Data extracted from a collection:

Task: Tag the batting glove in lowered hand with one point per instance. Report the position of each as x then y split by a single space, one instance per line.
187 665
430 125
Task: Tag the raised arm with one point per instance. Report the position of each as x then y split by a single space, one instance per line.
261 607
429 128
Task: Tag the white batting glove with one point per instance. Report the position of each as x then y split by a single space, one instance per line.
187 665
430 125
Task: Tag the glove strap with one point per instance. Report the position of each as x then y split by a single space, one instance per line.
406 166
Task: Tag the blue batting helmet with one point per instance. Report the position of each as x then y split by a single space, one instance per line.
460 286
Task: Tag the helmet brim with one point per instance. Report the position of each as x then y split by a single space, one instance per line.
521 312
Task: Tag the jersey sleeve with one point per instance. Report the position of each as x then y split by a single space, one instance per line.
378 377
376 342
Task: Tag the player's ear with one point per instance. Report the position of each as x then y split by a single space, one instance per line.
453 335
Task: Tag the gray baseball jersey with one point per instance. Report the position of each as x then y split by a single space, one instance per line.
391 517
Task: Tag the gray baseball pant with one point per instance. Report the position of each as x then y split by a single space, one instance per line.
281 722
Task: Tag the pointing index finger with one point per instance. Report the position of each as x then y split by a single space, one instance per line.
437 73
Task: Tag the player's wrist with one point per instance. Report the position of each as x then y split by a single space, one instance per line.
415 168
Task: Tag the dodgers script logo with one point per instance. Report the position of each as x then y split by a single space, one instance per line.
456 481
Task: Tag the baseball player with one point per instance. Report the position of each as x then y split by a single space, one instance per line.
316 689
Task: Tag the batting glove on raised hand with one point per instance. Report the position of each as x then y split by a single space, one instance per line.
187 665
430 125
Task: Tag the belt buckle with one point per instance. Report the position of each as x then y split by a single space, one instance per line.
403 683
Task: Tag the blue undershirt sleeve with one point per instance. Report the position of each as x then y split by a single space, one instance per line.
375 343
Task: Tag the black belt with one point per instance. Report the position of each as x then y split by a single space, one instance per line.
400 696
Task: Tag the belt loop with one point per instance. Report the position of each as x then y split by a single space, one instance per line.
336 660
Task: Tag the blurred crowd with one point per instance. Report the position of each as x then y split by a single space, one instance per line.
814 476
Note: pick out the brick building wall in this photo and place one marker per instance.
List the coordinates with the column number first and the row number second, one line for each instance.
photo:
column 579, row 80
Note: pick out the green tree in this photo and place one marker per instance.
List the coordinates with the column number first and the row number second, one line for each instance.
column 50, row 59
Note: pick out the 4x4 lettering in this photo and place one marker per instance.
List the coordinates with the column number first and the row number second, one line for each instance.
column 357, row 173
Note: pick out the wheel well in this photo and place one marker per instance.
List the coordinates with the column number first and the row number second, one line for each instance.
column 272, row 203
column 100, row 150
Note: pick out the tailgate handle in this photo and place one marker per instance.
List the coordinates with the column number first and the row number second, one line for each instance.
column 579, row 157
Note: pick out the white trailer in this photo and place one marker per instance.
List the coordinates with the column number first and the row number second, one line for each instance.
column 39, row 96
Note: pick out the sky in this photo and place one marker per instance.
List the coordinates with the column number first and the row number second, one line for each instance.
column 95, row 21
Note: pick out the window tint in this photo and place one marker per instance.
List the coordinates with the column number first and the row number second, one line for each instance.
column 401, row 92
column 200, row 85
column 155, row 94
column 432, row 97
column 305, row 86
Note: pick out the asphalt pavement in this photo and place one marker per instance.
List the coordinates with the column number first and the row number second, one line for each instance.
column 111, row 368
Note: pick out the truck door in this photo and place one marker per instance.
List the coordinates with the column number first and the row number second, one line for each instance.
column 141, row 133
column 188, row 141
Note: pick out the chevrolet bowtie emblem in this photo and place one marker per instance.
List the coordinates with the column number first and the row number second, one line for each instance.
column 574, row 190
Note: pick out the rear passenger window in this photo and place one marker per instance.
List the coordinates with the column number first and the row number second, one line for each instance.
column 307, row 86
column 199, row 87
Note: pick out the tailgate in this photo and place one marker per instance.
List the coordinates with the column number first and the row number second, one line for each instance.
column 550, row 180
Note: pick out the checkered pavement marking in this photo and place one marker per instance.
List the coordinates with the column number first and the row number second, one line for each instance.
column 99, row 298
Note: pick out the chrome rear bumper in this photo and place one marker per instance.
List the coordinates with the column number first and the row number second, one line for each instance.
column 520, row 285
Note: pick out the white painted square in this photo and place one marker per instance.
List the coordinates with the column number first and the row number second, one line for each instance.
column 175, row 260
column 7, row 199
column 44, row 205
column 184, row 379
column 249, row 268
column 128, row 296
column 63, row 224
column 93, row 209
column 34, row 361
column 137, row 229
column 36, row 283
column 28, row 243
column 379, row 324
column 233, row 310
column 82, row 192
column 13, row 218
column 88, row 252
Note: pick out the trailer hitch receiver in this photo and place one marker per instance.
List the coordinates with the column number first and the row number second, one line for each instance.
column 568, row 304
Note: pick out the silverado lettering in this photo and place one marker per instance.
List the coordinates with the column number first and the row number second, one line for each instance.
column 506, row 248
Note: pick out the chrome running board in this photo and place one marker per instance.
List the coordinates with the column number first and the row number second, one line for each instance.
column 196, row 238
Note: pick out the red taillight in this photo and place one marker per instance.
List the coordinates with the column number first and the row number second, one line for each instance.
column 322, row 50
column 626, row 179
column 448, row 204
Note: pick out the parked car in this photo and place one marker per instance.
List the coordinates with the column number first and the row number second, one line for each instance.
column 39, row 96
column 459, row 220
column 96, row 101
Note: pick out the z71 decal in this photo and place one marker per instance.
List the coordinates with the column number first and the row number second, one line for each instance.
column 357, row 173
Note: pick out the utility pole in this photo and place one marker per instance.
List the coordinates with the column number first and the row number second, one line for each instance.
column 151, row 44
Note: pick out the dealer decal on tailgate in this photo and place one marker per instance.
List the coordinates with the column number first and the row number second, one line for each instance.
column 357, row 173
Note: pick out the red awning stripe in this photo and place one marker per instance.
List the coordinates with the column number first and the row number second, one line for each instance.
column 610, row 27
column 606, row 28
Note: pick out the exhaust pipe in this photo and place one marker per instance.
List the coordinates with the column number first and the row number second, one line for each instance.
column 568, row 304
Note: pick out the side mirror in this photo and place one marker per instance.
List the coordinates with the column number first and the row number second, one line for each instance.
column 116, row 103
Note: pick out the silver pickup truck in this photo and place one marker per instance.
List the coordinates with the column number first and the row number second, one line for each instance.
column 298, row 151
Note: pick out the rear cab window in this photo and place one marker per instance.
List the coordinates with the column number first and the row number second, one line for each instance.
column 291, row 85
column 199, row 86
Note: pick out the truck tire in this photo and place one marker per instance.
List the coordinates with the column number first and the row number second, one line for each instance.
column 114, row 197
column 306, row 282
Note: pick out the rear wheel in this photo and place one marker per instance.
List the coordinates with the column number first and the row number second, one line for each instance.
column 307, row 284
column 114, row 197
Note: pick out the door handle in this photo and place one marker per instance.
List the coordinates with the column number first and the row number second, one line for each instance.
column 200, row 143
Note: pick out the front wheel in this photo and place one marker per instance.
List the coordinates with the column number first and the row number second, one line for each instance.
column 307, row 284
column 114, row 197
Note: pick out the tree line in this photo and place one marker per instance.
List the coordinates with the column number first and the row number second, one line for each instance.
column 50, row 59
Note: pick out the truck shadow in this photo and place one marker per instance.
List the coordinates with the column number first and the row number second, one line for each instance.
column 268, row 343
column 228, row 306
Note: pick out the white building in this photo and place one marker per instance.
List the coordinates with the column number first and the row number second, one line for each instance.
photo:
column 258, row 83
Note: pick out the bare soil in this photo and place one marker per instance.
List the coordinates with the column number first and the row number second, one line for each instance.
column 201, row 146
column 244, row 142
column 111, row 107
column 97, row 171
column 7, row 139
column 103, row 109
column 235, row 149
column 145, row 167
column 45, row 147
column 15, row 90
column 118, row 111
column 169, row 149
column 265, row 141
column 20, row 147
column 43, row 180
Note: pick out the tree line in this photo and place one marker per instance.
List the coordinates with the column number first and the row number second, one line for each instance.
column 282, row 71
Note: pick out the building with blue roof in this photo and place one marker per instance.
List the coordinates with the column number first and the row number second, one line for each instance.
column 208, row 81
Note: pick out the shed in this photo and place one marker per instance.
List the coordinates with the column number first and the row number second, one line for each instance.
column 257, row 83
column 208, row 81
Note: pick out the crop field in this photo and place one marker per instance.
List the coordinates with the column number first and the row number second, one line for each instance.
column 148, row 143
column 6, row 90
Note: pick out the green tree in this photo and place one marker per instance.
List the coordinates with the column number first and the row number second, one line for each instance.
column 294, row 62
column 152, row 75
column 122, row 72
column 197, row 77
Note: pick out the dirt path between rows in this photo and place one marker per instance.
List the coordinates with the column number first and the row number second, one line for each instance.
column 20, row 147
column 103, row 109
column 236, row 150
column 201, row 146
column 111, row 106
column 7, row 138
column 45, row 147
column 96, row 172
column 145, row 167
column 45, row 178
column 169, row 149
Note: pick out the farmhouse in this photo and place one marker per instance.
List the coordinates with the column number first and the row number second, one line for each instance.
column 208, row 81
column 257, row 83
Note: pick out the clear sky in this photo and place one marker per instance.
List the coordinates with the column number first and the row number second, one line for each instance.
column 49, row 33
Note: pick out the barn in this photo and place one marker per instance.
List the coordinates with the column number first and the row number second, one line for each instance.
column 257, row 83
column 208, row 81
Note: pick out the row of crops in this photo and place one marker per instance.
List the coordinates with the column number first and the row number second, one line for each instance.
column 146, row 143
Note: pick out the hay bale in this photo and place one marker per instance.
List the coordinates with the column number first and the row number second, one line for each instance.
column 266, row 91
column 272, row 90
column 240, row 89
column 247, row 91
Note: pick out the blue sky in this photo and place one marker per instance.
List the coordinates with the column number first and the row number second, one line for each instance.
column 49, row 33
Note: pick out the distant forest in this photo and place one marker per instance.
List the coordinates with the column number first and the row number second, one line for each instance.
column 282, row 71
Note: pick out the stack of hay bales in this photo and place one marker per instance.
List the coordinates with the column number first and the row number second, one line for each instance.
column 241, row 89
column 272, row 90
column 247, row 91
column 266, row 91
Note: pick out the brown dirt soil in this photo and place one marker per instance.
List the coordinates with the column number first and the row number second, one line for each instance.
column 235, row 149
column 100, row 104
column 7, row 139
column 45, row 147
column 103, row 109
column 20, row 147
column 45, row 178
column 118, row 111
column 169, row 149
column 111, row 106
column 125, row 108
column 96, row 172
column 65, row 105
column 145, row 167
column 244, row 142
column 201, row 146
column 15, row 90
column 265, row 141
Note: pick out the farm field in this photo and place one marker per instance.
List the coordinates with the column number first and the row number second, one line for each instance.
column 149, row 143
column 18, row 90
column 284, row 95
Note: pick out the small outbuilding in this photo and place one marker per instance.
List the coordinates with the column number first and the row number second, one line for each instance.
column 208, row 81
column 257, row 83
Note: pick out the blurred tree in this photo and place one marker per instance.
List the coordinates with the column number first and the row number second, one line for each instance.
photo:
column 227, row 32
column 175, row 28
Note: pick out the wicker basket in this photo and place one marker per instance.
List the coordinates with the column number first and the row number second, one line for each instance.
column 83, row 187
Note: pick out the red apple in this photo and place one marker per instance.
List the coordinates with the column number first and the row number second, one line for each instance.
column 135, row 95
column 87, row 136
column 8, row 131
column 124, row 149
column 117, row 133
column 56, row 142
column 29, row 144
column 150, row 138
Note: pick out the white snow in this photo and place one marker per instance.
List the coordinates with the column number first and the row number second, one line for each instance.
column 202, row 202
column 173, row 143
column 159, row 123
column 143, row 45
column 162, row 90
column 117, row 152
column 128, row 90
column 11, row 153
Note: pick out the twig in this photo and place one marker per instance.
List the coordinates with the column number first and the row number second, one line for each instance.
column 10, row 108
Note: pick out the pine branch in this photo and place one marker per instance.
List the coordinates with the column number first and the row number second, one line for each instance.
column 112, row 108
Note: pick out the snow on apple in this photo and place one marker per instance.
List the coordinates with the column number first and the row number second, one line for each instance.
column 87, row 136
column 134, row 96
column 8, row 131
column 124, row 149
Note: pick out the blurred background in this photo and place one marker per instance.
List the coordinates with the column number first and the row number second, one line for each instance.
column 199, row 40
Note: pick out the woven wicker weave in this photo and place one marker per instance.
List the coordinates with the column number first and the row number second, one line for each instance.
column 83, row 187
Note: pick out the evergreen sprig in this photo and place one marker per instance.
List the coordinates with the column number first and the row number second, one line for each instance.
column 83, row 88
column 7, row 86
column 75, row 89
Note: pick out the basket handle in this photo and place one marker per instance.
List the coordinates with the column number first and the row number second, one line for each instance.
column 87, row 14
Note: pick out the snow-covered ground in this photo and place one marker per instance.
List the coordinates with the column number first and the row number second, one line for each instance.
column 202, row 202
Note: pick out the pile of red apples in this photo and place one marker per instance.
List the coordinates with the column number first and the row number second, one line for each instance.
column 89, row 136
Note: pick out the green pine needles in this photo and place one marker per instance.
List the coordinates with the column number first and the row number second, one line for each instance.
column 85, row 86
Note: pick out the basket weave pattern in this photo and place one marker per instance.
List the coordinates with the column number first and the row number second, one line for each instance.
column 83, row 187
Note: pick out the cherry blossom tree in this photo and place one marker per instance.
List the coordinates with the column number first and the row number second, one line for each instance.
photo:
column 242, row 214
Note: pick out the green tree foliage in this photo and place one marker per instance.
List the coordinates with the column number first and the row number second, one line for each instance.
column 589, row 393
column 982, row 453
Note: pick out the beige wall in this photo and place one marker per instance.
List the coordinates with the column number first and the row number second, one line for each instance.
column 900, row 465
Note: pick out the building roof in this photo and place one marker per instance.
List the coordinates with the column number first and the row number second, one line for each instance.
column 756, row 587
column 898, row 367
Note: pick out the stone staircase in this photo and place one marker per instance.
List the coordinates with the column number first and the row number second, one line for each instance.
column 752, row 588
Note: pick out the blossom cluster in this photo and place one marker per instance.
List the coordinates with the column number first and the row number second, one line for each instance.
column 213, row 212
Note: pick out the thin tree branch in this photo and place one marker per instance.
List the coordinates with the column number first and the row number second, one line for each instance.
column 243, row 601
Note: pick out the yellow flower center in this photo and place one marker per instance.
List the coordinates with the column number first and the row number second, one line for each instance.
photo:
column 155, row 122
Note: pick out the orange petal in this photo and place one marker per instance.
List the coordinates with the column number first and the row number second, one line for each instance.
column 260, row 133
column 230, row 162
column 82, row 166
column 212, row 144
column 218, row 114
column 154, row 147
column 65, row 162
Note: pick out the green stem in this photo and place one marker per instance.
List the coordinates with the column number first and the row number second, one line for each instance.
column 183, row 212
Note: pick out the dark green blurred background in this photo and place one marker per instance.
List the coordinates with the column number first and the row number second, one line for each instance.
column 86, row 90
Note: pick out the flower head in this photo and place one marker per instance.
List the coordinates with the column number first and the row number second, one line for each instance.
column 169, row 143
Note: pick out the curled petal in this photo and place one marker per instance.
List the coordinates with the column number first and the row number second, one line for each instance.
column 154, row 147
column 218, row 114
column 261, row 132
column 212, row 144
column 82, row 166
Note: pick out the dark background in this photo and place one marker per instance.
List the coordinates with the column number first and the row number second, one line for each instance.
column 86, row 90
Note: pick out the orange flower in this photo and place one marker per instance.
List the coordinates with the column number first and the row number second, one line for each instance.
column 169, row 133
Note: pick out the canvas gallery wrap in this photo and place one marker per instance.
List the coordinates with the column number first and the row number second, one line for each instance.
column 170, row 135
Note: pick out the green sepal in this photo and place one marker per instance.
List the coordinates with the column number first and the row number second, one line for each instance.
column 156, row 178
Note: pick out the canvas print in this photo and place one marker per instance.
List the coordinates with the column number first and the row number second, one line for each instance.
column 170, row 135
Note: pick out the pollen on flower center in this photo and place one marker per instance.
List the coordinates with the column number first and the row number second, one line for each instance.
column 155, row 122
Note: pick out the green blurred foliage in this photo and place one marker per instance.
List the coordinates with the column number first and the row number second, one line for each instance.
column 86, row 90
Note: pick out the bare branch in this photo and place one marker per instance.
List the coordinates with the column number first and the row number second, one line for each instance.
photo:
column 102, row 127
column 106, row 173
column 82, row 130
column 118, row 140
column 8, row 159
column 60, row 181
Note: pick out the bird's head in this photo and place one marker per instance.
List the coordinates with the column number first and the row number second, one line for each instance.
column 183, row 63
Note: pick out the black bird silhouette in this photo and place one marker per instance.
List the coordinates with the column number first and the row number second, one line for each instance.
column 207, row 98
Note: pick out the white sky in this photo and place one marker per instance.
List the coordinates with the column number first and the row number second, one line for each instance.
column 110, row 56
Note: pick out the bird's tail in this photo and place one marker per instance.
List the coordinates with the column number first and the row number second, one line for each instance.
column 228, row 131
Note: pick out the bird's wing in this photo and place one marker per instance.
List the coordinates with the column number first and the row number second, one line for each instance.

* _Your instructions_: Reproduce, exactly as they stand in the data above, the lines from the one that holds "Note: pick out the shed" to the one that holds "Note: pick out the crop", inclusive.

* _Answer to the exercise_:
Note: pick out the shed in this photo and place one marker per instance.
List the coordinates with the column number first and the row number second, one line for each instance.
column 257, row 83
column 208, row 81
Note: pick out the crop field in this photo and place one marker per instance.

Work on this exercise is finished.